(Items from a dataset)
--------------------
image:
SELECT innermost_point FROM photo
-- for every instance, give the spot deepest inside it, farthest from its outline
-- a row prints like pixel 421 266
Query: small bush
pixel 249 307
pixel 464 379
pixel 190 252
--------------------
WHAT YOU NEED TO DO: Every entry that appears above should be duplicated exactly.

EXPECTED OUTPUT:
image:
SELECT innermost_point FROM photo
-- for every instance, give the spot deepest inside it, farthest from its outline
-- a row prints like pixel 421 266
Query: small bush
pixel 249 307
pixel 464 379
pixel 190 252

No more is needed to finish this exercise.